EXERCISE DIRECTIONS.
In your answer, print every record exactly as it is written.

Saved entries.

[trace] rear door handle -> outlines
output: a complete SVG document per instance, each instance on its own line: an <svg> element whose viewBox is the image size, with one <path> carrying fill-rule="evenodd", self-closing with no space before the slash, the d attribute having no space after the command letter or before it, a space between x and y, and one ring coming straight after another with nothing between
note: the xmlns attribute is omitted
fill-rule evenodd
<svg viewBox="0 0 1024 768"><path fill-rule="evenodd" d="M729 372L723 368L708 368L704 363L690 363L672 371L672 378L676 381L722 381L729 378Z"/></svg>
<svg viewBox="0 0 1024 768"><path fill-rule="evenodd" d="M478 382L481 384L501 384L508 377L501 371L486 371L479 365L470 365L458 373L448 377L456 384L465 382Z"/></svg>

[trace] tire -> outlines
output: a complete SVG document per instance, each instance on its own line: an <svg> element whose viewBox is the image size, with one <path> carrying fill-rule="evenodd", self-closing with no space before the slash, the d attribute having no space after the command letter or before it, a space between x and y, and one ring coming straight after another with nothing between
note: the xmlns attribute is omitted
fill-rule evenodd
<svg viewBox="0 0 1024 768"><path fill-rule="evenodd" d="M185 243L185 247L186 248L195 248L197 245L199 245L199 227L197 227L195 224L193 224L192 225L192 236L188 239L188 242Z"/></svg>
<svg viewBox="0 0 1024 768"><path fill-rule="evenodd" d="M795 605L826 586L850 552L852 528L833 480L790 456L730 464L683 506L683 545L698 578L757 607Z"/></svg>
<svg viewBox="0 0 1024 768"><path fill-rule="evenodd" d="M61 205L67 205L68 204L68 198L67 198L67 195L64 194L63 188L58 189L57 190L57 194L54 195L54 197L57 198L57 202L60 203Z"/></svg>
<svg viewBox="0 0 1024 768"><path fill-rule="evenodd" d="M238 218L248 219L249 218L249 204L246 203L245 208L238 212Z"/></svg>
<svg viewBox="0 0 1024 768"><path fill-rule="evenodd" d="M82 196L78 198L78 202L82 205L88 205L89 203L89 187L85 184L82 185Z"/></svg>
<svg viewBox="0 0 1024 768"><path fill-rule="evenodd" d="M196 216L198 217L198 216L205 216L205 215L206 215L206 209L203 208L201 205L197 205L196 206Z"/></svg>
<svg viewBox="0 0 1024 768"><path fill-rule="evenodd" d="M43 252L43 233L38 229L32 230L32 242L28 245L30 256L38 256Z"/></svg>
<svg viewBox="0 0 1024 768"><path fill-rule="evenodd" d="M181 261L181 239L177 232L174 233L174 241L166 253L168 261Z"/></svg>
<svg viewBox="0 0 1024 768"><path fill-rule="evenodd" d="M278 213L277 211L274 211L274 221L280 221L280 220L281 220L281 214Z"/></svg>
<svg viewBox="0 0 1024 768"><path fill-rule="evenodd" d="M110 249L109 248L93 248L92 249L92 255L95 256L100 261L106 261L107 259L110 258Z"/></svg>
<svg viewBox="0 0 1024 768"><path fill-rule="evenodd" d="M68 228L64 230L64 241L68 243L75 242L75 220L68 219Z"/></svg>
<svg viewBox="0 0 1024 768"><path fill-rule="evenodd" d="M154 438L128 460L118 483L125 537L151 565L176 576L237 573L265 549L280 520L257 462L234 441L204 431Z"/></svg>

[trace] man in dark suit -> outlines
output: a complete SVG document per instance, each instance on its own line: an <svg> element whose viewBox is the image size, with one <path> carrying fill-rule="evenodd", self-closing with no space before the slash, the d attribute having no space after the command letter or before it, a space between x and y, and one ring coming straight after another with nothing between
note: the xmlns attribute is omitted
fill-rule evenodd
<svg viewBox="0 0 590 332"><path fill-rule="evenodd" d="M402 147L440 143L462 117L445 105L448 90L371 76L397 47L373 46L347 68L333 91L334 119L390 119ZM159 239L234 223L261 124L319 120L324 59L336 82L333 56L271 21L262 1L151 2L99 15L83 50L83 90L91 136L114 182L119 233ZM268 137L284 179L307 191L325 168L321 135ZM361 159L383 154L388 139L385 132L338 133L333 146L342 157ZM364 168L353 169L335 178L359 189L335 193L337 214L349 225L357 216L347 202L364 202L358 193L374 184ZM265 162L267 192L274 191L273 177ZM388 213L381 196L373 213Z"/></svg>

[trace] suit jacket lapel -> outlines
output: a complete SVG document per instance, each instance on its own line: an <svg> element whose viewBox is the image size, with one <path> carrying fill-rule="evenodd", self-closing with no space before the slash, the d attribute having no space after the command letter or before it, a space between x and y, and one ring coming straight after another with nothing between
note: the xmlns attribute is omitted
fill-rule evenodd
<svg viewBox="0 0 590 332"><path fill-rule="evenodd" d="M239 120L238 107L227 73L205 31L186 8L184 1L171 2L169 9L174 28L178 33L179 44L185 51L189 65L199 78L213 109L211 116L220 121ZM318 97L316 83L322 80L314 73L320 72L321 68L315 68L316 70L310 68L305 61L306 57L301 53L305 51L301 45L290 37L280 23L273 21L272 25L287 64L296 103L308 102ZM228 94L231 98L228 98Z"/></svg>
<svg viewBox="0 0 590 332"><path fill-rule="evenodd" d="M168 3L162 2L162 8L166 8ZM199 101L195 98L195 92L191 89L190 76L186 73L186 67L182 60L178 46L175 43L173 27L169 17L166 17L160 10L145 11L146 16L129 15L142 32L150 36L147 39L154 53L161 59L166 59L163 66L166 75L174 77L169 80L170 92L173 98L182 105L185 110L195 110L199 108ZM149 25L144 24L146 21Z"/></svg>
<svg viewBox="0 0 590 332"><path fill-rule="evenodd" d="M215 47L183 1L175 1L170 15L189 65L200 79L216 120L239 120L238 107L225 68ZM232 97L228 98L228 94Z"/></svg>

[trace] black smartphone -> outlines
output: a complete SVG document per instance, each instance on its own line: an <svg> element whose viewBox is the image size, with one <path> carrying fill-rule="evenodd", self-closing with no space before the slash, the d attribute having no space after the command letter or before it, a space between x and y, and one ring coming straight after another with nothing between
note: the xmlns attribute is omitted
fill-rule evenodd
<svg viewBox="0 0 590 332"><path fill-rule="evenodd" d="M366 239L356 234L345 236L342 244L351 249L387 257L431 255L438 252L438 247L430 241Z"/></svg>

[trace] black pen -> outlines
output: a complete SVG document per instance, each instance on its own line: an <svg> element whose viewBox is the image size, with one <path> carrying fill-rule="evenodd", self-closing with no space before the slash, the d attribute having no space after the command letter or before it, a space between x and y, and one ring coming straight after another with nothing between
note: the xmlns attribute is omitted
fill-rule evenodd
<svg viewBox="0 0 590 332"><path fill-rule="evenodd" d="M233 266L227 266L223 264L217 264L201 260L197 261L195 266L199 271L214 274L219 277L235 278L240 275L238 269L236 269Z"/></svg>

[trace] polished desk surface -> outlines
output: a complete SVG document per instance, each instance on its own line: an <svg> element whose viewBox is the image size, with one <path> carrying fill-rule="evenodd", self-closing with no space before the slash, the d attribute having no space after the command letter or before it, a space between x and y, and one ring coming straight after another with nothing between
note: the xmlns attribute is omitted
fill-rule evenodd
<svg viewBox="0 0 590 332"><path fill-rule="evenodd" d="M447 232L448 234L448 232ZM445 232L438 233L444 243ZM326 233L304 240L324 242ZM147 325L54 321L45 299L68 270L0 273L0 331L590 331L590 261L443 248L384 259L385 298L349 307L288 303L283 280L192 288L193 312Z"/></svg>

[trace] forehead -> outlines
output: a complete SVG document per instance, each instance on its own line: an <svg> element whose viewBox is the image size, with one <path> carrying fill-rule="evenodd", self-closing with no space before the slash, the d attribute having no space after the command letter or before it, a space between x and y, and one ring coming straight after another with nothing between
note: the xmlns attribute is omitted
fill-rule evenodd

SOLUTION BELOW.
[trace] rear door handle -> outlines
output: a complete SVG document per instance, each instance on its own line: an <svg> element whose viewBox is the image size, with one <path> carrying fill-rule="evenodd", self-closing with no space before the slash, the d attribute having no space after the command letter or before it, a space between x and y, and one ring coming straight after another with nothing between
note: the xmlns attribute is omitted
fill-rule evenodd
<svg viewBox="0 0 1024 768"><path fill-rule="evenodd" d="M729 372L723 368L708 368L704 363L690 363L672 371L672 378L676 381L722 381L729 378Z"/></svg>
<svg viewBox="0 0 1024 768"><path fill-rule="evenodd" d="M478 382L481 384L501 384L508 377L501 371L486 371L479 365L470 365L458 373L448 377L456 384L465 382Z"/></svg>

[trace] tire -> outlines
output: a complete SVG document per instance, each instance on its own line: an <svg> element whose viewBox is the image size, with one <path> carrying fill-rule="evenodd", self-closing with no space before the slash, the d attribute having no space after the command letter or before it, a space between x and y, and one ring coming straight after another with nothing between
note: the xmlns attribute is omitted
fill-rule evenodd
<svg viewBox="0 0 1024 768"><path fill-rule="evenodd" d="M185 243L185 247L186 248L195 248L197 245L199 245L199 227L197 227L195 224L193 224L192 225L192 236L188 239L188 242Z"/></svg>
<svg viewBox="0 0 1024 768"><path fill-rule="evenodd" d="M795 605L826 586L850 552L852 528L833 480L790 456L730 464L683 506L683 545L698 578L757 607Z"/></svg>
<svg viewBox="0 0 1024 768"><path fill-rule="evenodd" d="M61 205L67 205L68 204L68 198L67 198L67 195L64 194L63 188L58 189L57 190L57 194L54 195L54 197L57 198L57 202L60 203Z"/></svg>
<svg viewBox="0 0 1024 768"><path fill-rule="evenodd" d="M238 218L248 219L249 218L249 204L246 203L245 208L238 212Z"/></svg>
<svg viewBox="0 0 1024 768"><path fill-rule="evenodd" d="M82 196L78 198L78 202L82 205L88 205L89 203L89 187L85 184L82 185Z"/></svg>
<svg viewBox="0 0 1024 768"><path fill-rule="evenodd" d="M196 216L198 217L198 216L205 216L205 215L206 215L206 209L203 208L201 205L197 205L196 206Z"/></svg>
<svg viewBox="0 0 1024 768"><path fill-rule="evenodd" d="M43 252L43 233L38 229L32 230L32 242L28 245L30 256L38 256Z"/></svg>
<svg viewBox="0 0 1024 768"><path fill-rule="evenodd" d="M181 261L181 239L177 232L174 233L174 241L166 253L168 261Z"/></svg>
<svg viewBox="0 0 1024 768"><path fill-rule="evenodd" d="M278 213L277 211L274 211L274 221L280 221L280 220L281 220L281 214Z"/></svg>
<svg viewBox="0 0 1024 768"><path fill-rule="evenodd" d="M110 249L109 248L93 248L92 249L92 255L95 256L100 261L106 261L107 259L110 258Z"/></svg>
<svg viewBox="0 0 1024 768"><path fill-rule="evenodd" d="M68 228L64 230L64 241L68 243L75 242L75 220L68 219Z"/></svg>
<svg viewBox="0 0 1024 768"><path fill-rule="evenodd" d="M154 438L128 460L118 483L125 537L151 565L176 576L237 573L265 549L280 520L257 462L234 441L204 431Z"/></svg>

[trace] man in dark suit -> outlines
output: a complete SVG document per instance, each instance on its own line: an <svg> element whose viewBox is the image size, with one <path> carrying fill-rule="evenodd", self-closing with no space before the slash, the d attribute having no space after the command letter or before it, a space between x and y, and one ring coming straight after another with nothing between
note: the xmlns attribute is omitted
fill-rule evenodd
<svg viewBox="0 0 590 332"><path fill-rule="evenodd" d="M402 147L440 143L462 117L445 105L448 90L371 76L397 47L373 46L347 68L333 91L334 119L390 119ZM159 239L234 223L261 124L319 120L324 59L336 82L333 56L271 21L262 1L151 2L99 15L83 50L83 90L91 136L114 182L119 233ZM268 137L284 179L307 191L325 168L321 135ZM361 159L383 154L388 139L385 132L338 133L333 146L342 157ZM364 168L353 169L335 178L359 189L335 193L337 214L349 225L357 216L347 202L364 202L358 193L374 184ZM265 162L267 192L274 191L273 177ZM388 213L381 196L373 213Z"/></svg>

[trace] suit jacket lapel -> outlines
output: a complete SVG document per instance, each instance on its own line: an <svg> element whose viewBox is the image size, with one <path> carrying fill-rule="evenodd", self-closing with no space before the slash, the d attribute having no space after the command letter or before it, a space between x and y, and one ring coming straight after another with nothing between
note: the xmlns attribute is omitted
fill-rule evenodd
<svg viewBox="0 0 590 332"><path fill-rule="evenodd" d="M239 120L238 107L227 73L205 31L186 8L184 1L171 2L169 9L174 28L178 33L179 44L185 51L189 65L199 78L213 109L211 116L220 121ZM318 97L316 83L322 80L314 73L320 72L321 68L315 68L316 70L310 68L305 61L306 57L301 53L305 51L301 45L290 37L280 23L273 21L272 25L287 64L296 103L308 102ZM228 94L231 98L228 98Z"/></svg>
<svg viewBox="0 0 590 332"><path fill-rule="evenodd" d="M168 3L162 2L162 8L166 8ZM199 101L195 98L195 92L191 89L190 76L186 73L186 67L182 60L178 46L175 43L173 27L169 17L166 17L160 10L145 11L146 16L129 15L142 32L150 36L147 39L154 53L161 59L166 59L163 66L166 75L174 77L169 80L170 92L173 98L182 105L185 110L195 110L199 108ZM149 25L144 24L146 21Z"/></svg>
<svg viewBox="0 0 590 332"><path fill-rule="evenodd" d="M215 47L183 1L175 1L170 15L189 65L200 79L216 120L239 120L238 107L225 68ZM232 97L228 98L228 94Z"/></svg>

[trace] black smartphone -> outlines
output: a complete SVG document per instance, each instance on its own line: an <svg> element whose viewBox is the image size, with one <path> carrying fill-rule="evenodd", self-closing with no space before the slash, the d attribute having no space after the command letter or before it, a space between x and y, and one ring coming straight after another with nothing between
note: the xmlns attribute is omitted
fill-rule evenodd
<svg viewBox="0 0 590 332"><path fill-rule="evenodd" d="M366 239L356 234L345 236L342 244L351 249L387 257L431 255L438 252L438 247L430 241Z"/></svg>

[trace] black pen -> outlines
output: a complete SVG document per instance, each instance on its own line: an <svg> element whose viewBox is the image size, with one <path> carrying fill-rule="evenodd", self-closing with no space before the slash, the d attribute having no space after the command letter or before it, a space between x and y, and one ring coming straight after another with nothing between
note: the xmlns attribute is omitted
fill-rule evenodd
<svg viewBox="0 0 590 332"><path fill-rule="evenodd" d="M233 266L227 266L223 264L217 264L201 260L197 261L195 266L199 271L214 274L219 277L235 278L240 275L238 269L236 269Z"/></svg>

[trace] polished desk surface -> outlines
output: a complete SVG document per instance, each instance on its own line: an <svg> element whose viewBox is the image size, with one <path> carrying fill-rule="evenodd", self-closing with no space before the slash, the d attribute having no space after the command letter or before it, a space between x and y, and one ring coming straight after another with nothing between
note: the xmlns attribute is omitted
fill-rule evenodd
<svg viewBox="0 0 590 332"><path fill-rule="evenodd" d="M447 232L448 234L448 232ZM445 232L438 233L444 243ZM326 233L304 240L324 242ZM147 325L54 321L45 299L68 270L0 273L0 331L590 331L590 261L443 248L384 259L385 298L349 307L288 303L283 280L192 288L193 312Z"/></svg>

[trace] forehead -> outlines
output: a complete SVG document per instance, each instance on its own line: an <svg> element whose viewBox is the image size, with one <path> carrying fill-rule="evenodd", self-closing with no space before the slash, the d attribute having no space after the command letter or before it, a space between x and y, and one ring coming straight after another with nothing between
note: the xmlns attribute is omitted
fill-rule evenodd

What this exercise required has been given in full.